Text excerpt ->

Most of it's already been said but...

Formulas and pivot tables first, then VBA. Basically because you can be productive out of the box once you understand some functions and particularly how to combine them. VBA is really cool but it can take months to years before you really get proficient -- depends how fast you learn, and how much time you can dedicate to it. 

But if you're prepared to learn, this place is as good as any. 

Denis


----------



## randakay (Jun 12, 2008)

*Mr. Excel 2003 example downloads available?*

Hi to everyone. I am returning to work and need practice in 2003 pivot charts. 
I've downloaded Mr. Excel's 2007 book and the LearnExcel 2003 pivots; however, after searching the site, i can't find downloads of examples for his first book, 
Excel 1997-2003.

Question: Does anyone have the link to examples for work in Excel 2003?

Thank you so much,

Randa


----------



## Greg Truby (Jun 12, 2008)

*Re: Mr. Excel 2003 example downloads available?*

Randa,

Bill has a forum here specifically dedicated to questions regarding his books, CD's, etc. You might look through there and see if he has already answered this question. And if he hasn't post your question there. Bill's pretty busy, but I know that he does make time to stop by that specific forum now and again.


----------



## randakay (Jun 12, 2008)

Thank you. I thought i'd exhausted my search but i'll look for Bill's forum.


----------



## Greg Truby (Jun 12, 2008)

Don't know if you saw it, but I edited my post to put in a link to that particular forum.


----------



## randakay (Jun 12, 2008)

Thank you. I see that now.


----------



## Cabby (Jun 13, 2008)

SydneyGeek said:


> Most of it's already been said but...
> 
> Formulas and pivot tables first, then VBA....
> 
> Denis


 
Thanks for posting the above reply. I was wondering which path to take toward mastering VBA; Formulas first, then VBA.


----------



## Greg Truby (Jun 13, 2008)

I would say that is all gonna depend on what you are doing most frequently. But take a look at what gets you the most bang for the buck and start there.

Which do you need most?

Do you need to be able to perform a variety of logical or arithmatic actions on a wide variety of cell layouts and linkages? The go for formulas.
Or do you more freqently find yourself summarizing data sets/extracts? Total sales by _____ (region/salesperson/product/whatever) for example. If so, start with pivots and data linkages/queries.
Or are you spending hours each month doing repetitive tasks? Filter for condition A and B and copy to another worksheet and e-mail to all managers for example. Then VBA would be where to start.
Every padawan's path is different; but to be a true Excel Jedi, you need all three.


----------



## Cabby (Jun 13, 2008)

Excellent input Greg.

A co-worker and I developed a set of very useful Pivot Tables that have reduced the number of errors in workbook calculations. Once we did this, the old adage kicked-in; the more I know, the more I need to know. It's clear that my skill needs to improve in all areas and I was looking for the most sensible progression. Thanks for the excellent input. Tags to follow in future posts.


----------



## randakay (Jun 14, 2008)

Hi to all,

I was on Mac for many years until circumstances required joining the world of windows. To start, what worked for me was purchasing the Thomson Course Technology New Perspectives coursecard editions in Excel (and Access). It's expensive, about $80, but i think worth the price.

Raw data ->
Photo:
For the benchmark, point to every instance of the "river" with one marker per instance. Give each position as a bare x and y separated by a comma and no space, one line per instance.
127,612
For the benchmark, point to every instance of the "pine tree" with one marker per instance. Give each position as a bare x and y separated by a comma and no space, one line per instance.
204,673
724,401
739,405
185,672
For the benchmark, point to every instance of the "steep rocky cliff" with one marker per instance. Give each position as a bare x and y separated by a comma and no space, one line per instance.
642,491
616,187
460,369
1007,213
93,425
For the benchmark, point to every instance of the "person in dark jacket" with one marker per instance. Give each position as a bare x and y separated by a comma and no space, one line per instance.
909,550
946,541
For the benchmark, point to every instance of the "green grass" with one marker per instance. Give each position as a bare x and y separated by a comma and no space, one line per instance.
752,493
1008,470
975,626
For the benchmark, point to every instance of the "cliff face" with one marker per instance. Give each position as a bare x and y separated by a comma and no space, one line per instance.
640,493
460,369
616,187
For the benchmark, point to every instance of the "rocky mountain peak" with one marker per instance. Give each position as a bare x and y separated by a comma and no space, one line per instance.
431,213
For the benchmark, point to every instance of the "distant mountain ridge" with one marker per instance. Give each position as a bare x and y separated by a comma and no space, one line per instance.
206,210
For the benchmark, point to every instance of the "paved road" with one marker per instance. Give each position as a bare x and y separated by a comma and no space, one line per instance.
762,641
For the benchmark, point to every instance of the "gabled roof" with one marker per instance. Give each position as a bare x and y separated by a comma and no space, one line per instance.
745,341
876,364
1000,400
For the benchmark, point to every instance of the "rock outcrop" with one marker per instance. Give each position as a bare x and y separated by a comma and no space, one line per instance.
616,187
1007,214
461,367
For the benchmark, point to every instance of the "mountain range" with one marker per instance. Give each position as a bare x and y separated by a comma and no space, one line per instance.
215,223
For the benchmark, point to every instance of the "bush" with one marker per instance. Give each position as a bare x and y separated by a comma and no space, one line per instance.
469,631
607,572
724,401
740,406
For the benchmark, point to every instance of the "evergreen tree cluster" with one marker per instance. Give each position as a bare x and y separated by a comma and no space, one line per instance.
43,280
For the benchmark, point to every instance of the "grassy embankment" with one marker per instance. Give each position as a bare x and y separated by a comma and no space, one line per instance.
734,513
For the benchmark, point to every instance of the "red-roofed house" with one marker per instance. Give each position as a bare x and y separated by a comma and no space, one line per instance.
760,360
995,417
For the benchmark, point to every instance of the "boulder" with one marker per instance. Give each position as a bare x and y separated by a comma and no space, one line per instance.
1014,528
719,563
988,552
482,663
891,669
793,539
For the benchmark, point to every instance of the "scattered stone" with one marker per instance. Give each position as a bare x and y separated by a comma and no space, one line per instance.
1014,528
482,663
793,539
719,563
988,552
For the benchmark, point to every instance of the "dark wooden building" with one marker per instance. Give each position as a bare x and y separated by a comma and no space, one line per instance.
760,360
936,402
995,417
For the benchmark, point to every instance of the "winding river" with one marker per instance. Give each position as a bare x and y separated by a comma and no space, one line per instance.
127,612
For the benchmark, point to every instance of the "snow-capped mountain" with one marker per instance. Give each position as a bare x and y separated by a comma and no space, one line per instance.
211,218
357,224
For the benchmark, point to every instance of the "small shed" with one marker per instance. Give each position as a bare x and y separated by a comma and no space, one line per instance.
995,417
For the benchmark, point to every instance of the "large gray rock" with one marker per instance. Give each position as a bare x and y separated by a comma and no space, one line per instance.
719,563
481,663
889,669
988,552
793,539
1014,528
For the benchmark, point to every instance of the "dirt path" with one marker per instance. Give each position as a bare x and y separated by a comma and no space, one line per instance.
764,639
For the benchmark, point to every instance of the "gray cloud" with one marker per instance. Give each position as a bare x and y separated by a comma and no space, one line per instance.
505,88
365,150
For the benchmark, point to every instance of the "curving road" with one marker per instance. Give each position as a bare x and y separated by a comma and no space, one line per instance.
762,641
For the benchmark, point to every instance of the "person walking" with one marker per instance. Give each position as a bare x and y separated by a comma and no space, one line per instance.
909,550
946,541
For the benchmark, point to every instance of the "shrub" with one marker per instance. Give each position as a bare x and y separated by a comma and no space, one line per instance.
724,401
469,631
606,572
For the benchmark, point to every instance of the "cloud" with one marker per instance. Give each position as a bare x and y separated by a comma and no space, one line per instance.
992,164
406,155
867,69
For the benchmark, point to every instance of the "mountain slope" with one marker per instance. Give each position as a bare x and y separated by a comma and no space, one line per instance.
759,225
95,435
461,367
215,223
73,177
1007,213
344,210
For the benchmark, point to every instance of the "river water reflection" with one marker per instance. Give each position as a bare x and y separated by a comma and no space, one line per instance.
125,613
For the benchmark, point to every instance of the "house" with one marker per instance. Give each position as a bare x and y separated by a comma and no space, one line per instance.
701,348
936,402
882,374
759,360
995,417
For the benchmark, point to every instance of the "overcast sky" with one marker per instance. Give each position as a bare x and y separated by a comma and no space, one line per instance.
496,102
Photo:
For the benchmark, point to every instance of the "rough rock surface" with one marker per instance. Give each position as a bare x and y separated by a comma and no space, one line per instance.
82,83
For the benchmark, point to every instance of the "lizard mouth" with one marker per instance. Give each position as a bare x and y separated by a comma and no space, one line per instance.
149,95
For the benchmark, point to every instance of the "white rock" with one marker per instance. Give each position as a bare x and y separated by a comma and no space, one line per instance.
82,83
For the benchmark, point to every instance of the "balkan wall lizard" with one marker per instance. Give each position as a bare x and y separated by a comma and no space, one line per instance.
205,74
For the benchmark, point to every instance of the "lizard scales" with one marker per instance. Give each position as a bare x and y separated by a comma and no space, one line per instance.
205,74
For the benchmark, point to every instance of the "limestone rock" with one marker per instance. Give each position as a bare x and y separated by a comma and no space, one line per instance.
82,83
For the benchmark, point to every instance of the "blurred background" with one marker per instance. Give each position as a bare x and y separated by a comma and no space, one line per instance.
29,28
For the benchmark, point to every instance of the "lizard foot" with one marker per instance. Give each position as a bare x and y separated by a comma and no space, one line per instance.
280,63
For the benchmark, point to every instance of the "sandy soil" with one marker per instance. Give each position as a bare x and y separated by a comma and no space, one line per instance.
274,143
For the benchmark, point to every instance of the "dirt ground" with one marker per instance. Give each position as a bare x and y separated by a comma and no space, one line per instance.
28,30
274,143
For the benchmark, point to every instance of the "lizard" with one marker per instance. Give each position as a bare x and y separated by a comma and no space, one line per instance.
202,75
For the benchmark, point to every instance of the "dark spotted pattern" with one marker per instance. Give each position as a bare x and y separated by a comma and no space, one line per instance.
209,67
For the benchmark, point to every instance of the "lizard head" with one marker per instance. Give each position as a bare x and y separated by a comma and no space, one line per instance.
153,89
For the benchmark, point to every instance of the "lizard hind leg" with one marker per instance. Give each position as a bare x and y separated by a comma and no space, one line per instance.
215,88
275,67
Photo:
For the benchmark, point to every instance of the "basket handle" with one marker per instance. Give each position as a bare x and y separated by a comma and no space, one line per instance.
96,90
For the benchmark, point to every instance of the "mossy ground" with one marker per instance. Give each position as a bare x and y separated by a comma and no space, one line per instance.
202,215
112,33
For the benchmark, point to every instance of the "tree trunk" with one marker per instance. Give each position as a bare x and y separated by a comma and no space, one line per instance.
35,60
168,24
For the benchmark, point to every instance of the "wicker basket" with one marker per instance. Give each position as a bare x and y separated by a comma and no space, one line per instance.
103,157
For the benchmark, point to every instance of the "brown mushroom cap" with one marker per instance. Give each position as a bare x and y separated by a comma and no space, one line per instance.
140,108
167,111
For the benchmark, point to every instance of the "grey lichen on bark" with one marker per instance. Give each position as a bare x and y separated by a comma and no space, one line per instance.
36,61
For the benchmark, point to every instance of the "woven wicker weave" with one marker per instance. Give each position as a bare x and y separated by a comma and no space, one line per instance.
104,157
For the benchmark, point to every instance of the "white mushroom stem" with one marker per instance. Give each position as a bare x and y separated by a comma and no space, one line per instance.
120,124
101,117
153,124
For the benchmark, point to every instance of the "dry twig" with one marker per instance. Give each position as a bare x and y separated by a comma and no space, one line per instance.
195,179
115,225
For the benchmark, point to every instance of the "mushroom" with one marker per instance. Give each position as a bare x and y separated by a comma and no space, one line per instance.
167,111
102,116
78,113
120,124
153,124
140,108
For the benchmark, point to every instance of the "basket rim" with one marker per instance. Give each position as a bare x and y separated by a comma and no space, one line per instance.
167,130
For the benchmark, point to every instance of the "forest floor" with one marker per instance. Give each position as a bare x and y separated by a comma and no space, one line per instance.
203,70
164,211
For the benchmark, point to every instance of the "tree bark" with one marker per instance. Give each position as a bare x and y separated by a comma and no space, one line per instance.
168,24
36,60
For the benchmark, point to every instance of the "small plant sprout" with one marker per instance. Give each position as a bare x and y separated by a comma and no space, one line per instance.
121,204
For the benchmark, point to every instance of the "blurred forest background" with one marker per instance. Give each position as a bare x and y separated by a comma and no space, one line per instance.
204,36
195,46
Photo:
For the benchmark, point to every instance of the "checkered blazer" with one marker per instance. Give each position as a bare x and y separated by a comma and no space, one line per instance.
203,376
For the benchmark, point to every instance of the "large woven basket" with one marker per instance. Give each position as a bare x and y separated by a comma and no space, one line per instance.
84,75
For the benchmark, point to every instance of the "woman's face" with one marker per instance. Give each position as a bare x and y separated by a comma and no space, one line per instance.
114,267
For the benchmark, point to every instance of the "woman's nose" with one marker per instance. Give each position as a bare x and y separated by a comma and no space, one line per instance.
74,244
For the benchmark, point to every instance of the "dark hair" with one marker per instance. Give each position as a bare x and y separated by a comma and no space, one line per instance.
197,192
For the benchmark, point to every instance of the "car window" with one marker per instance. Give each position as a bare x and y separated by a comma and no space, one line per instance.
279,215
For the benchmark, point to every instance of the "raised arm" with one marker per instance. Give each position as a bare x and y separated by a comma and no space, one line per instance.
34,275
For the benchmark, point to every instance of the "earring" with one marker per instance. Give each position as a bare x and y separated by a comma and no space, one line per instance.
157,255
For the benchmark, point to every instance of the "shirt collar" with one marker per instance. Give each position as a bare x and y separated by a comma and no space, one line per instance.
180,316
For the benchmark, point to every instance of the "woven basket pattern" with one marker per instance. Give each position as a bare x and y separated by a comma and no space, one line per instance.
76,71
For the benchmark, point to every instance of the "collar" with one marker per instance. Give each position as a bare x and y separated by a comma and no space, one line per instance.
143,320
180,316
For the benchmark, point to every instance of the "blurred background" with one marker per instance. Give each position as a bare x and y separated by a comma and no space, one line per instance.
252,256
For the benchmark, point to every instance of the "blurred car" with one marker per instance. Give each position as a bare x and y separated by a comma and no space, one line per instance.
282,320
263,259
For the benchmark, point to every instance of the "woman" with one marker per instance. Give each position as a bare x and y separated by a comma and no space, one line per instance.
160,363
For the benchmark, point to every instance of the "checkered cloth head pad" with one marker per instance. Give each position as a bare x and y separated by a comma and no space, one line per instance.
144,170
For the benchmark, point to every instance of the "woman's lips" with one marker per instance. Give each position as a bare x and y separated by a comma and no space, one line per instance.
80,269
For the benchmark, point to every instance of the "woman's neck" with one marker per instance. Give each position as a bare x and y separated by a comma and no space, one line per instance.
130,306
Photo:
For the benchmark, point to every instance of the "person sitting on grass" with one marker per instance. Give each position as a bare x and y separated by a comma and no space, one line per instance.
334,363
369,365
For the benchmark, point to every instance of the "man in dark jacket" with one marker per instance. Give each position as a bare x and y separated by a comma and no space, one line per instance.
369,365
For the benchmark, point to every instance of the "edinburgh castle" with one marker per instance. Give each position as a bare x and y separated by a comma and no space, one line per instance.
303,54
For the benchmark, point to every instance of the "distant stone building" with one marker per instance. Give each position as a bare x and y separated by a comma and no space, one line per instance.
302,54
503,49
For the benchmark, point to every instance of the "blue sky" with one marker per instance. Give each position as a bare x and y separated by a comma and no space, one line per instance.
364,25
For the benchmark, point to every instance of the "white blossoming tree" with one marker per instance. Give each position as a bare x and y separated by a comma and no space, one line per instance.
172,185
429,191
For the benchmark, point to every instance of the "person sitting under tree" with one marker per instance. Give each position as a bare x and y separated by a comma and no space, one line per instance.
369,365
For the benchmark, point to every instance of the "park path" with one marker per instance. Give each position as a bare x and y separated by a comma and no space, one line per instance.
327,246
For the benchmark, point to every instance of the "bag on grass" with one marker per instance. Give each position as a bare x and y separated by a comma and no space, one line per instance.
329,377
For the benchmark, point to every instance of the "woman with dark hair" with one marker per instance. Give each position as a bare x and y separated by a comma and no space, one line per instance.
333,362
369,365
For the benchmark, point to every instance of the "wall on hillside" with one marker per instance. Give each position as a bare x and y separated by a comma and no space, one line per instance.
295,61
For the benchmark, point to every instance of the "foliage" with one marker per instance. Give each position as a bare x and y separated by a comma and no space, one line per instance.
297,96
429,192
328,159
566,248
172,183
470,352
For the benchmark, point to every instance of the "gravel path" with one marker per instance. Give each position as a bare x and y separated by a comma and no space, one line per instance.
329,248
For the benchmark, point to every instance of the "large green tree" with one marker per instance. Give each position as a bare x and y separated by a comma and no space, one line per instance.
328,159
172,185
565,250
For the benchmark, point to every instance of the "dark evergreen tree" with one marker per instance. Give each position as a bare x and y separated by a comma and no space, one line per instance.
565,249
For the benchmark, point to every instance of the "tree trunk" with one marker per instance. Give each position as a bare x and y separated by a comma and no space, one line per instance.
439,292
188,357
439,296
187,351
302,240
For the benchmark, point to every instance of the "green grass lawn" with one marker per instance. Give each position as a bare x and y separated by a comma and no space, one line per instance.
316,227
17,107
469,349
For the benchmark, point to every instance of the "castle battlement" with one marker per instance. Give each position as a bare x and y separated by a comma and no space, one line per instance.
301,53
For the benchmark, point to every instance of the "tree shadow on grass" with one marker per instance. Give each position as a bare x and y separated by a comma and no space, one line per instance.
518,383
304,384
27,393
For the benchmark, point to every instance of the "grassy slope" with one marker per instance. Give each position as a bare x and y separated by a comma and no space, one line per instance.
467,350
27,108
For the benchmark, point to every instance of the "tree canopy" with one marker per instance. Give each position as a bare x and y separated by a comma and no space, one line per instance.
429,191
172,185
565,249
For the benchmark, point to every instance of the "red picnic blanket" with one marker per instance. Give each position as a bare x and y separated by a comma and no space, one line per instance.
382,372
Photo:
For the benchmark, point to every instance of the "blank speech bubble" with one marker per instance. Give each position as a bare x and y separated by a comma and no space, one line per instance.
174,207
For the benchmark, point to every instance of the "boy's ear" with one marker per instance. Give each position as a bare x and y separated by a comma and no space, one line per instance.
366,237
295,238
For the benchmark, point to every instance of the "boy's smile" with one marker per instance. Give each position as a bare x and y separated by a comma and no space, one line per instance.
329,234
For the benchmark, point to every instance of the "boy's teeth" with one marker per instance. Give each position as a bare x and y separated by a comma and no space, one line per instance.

Exercise task A -> In the Excel forum thread, what order does Denis recommend for learning Excel?
Exercise task B -> Continue the Excel forum thread from the point where it stops.

Task output A -> Formulas and pivot tables first, then VBA.

Task output B ->
For advanced processes, I found www.meadinkent.co.uk to be excellent. The advanced Excel course is $10 to download and has numerous spreadsheets and explanations of VLookup, Isna, match, sumproduct, arrays, etc. 

Finding projects, making up my own for interesting situations and working with Excel gurus has been and continues to be most helplful, as well as assembling spreadsheets, code and examples into reference binders.

The Mr. Excel site is interesting, challenging and helpful. Thanks, Bill, and everyone.

Randa


----------



## pbt (Jun 22, 2008)

Just wanted to trow my two cents into this, even though alot of good points have already been said.

When I joined this board 3 years ago, I just barely learned where the Power button was on the computer, being that I was a blue collar, out in the field, kind of guy for most of my life.  

Being that I was getting up there in age and was offered an office job from management, I was forced to learn an entirely different job instead of being *Unemployed.*

Since our company uses Excel quite extensively and a former employee had wrote numerous VBA procedures, *this is what I keyed on*.  

As said by others:


> I have never taken an Excel course either. I have, in fact, never read a book on Excel. All I know about Excel I learned through my ignorance and asking questions and studying other post on this board.


Actually I did buy Prower Programming 2003 from JW....read though it once, but learned more *Here*.



> I've learned pretty much all I know through trial and (quite a bit of) error and reading/contributing to this board.


Always errors...may take me a week to write a VBA Project that an MVP would take an hour.



> Everything I know about Excel and VBA I have learned from people at work, this board, and generally playing with it.





> Like many people here, I'm the Excel whizz-kid in my office - although nowhere near the level of the top guys.



My biggest problem is as *lenze*  has put it in the past * "having a senior momment"*  'I can't remember' where I have done "this procedure" before.  This prevents me from posting solutions to threads because by the time I remember, sombody else has already posted.

*I have found that using the Help files, visiting other Forums, using Search on this forum and others, and just thinking on what you want to accomplish has helped me tremendiously. *

And one other tip that has not been mentioned.

Create a "VBA Library" folder of code that you use or have gathered from this forum, or others that you *might* think will help you in the future. 

I also have kind of, *"latched on"* to a few MVP's.  Meaning that if I see that they have posted a reply to a question, I will check it out because I know I will pick up something that might help me in the future.

Harry


----------



## Cabby (Jun 23, 2008)

Thanks Harry. These are all great points. Your suggestions are excellent, not only for this board, but for many aspects of life. I especially like your suggestions for finding mentors (learning from the best) and maintaining a library (to work efficiently and avoid senior moments). Whatever ones age, both are excellent suggestions to someone trying to learn.


----------



## lenze (Jun 23, 2008)

hawaiian harry said:


> When I joined this board 3 years ago, I just barely learned where the Power button was on the computer, being that I was a blue collar, out in the field, kind of guy for most of my life.
> 
> 
> Since our company uses Excel quite extensively and a former employee had wrote numerous VBA procedures, *this is what I keyed on*.
> ...



Yes! If a thread title has interest for you and an MrExcel MVP has responded, it is always worth a look!

Excellent post. Keep at it Harry!! I can name you (but I won't) at least 8 MrExcel MVPs (myself included) that came to this board knowing far less than you know,

lenze


----------



## Richard Schollar (Jun 23, 2008)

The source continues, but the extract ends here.